Restate word for word the lines of the entries below, starting with the line that holds "Target: dried leaf tip" and ending with the line that holds "140, row 96.", and no others.

▶ Records to process:
*** Block opens ***
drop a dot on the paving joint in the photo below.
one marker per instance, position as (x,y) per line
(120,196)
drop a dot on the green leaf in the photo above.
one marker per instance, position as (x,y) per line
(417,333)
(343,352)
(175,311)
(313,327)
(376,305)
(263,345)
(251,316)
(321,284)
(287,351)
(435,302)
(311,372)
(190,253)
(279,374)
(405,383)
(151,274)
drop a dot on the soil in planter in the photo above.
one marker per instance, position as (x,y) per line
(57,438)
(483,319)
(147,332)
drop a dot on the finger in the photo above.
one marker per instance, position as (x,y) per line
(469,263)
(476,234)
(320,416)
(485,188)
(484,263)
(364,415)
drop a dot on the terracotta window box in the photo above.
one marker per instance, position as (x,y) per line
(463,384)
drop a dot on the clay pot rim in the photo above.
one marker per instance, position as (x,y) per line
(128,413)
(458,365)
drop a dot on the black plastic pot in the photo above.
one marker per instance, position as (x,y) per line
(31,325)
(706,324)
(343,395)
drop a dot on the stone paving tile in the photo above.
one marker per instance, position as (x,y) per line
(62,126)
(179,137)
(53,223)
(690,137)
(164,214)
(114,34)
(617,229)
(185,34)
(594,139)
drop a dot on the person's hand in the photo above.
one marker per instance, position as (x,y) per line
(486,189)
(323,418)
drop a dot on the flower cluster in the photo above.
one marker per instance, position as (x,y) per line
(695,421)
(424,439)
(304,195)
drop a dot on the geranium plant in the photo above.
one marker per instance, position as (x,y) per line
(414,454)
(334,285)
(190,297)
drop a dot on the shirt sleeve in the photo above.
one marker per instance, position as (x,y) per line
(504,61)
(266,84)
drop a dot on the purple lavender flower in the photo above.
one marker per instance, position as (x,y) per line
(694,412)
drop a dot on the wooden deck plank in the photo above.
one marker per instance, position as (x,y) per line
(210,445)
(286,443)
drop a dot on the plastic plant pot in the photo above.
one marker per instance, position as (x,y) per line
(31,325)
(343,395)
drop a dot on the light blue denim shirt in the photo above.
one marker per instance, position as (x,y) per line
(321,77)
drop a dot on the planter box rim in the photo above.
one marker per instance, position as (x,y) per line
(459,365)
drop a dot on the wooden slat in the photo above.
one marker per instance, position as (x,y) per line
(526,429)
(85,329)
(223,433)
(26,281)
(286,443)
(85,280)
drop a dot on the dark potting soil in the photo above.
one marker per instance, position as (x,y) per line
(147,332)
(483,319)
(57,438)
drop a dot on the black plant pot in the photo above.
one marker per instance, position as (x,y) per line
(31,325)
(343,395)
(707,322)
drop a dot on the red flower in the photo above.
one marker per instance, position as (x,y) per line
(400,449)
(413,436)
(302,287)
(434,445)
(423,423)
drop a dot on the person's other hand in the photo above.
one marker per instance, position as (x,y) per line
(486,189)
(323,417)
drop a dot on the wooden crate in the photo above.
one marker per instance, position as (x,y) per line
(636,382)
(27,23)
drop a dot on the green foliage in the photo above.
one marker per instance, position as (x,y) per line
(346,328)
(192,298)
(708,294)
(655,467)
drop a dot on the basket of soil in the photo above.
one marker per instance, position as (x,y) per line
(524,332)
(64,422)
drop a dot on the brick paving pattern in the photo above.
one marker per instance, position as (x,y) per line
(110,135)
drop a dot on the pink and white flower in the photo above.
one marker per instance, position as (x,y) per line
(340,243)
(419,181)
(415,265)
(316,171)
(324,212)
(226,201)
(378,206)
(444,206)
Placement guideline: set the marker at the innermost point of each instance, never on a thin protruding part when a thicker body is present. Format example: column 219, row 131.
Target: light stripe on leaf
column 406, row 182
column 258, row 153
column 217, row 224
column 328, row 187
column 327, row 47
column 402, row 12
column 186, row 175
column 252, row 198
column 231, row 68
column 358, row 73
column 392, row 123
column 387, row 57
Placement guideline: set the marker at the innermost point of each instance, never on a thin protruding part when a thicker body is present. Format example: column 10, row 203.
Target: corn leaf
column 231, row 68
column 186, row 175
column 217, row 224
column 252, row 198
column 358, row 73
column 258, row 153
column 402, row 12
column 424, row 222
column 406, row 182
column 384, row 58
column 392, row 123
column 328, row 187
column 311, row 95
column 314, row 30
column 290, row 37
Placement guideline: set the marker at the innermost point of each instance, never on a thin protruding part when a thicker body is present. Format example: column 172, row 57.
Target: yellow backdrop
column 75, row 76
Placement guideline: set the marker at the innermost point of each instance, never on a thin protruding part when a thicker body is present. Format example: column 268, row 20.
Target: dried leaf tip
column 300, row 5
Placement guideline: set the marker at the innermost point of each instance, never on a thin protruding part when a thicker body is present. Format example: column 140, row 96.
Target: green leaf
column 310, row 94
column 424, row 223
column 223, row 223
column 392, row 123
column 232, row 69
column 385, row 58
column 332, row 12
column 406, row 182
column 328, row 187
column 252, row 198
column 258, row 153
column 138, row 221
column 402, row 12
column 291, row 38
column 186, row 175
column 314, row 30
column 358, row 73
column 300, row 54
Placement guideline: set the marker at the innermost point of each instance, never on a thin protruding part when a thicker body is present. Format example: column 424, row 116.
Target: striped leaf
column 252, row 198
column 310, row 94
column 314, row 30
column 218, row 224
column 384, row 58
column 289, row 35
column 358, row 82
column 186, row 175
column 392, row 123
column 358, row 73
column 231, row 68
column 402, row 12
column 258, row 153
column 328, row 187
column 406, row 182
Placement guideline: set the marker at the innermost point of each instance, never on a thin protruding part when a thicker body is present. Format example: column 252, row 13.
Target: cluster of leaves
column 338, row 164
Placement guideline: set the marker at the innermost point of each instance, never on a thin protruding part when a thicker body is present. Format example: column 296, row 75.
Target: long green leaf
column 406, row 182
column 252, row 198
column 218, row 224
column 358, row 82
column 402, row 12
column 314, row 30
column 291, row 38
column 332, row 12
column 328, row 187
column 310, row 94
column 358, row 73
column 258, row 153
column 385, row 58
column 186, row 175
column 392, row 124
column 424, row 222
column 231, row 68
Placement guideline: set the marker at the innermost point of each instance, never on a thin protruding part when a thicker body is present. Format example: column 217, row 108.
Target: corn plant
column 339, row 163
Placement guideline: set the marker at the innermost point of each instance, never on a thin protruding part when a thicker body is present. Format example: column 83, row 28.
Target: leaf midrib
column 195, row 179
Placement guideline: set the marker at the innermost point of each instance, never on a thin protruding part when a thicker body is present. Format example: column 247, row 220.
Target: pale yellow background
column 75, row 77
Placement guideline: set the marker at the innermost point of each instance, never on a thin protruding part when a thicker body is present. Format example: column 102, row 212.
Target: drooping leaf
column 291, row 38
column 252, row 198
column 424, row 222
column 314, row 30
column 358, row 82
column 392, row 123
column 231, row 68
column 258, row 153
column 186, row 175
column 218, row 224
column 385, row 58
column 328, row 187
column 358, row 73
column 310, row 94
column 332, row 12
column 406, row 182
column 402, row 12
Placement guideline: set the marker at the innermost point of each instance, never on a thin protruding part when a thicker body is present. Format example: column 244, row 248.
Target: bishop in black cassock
*** Block closes ***
*** Block opens ***
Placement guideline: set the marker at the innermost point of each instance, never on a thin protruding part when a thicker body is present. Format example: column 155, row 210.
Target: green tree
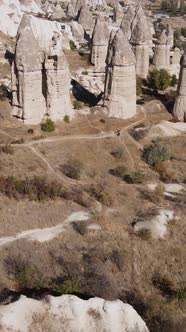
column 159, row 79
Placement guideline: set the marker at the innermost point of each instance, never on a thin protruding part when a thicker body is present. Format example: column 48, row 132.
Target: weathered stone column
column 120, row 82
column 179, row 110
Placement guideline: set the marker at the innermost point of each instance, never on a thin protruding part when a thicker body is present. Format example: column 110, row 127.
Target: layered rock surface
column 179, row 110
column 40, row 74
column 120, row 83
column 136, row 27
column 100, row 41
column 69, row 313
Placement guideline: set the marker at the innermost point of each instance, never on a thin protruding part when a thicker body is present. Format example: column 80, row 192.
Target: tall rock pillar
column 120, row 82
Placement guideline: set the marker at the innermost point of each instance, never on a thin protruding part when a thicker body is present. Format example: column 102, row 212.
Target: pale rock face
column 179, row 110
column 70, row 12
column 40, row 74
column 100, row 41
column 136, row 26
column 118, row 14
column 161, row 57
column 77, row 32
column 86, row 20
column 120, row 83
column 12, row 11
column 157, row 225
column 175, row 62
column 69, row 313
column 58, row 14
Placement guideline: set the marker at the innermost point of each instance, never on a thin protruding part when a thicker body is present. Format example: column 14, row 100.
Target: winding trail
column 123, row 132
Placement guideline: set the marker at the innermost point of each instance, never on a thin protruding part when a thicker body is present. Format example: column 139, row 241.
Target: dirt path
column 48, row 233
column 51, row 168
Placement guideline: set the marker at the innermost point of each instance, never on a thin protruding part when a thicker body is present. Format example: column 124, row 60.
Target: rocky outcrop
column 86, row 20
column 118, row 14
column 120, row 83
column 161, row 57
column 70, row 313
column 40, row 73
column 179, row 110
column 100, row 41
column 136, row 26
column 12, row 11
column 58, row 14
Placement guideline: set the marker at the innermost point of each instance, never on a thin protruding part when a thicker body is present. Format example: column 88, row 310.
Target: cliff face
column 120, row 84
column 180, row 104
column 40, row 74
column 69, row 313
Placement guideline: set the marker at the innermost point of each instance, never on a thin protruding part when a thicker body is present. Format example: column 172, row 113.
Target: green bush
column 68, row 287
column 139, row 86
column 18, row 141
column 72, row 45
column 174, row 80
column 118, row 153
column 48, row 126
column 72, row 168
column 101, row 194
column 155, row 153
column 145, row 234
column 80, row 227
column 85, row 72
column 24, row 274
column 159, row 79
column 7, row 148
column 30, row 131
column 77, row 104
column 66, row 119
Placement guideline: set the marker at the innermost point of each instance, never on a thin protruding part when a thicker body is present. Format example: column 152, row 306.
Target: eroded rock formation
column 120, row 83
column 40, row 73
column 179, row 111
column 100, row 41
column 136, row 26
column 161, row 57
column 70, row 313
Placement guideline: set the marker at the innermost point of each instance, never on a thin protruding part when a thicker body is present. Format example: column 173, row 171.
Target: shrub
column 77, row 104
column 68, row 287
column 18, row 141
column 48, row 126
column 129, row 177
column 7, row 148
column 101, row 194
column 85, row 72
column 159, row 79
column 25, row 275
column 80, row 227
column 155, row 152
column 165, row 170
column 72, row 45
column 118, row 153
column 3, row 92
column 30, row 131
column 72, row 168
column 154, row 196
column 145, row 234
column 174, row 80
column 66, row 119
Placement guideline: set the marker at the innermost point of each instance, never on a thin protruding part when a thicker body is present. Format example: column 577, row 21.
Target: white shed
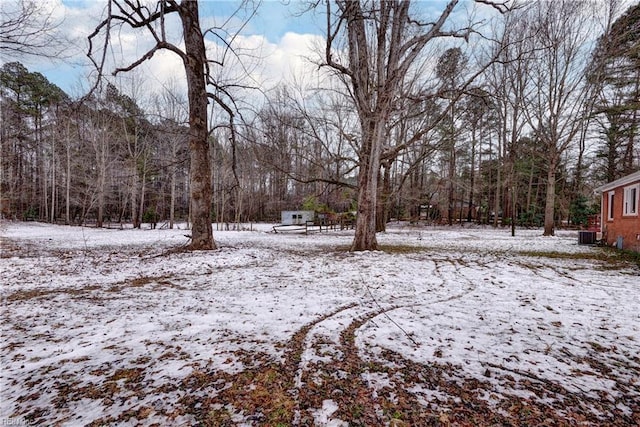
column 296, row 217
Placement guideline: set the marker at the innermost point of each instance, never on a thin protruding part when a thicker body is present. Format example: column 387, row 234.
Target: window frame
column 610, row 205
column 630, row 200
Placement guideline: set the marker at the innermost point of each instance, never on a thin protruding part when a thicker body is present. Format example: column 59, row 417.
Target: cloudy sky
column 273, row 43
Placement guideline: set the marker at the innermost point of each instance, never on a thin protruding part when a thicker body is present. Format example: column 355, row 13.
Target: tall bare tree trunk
*** Block closes ***
▶ Written solution:
Target: dried leaf tip
column 300, row 5
Placement guideline: set the marker at the innermost point of each instance, never on a thin protruding part when a thicker body is present. Format example: column 140, row 96.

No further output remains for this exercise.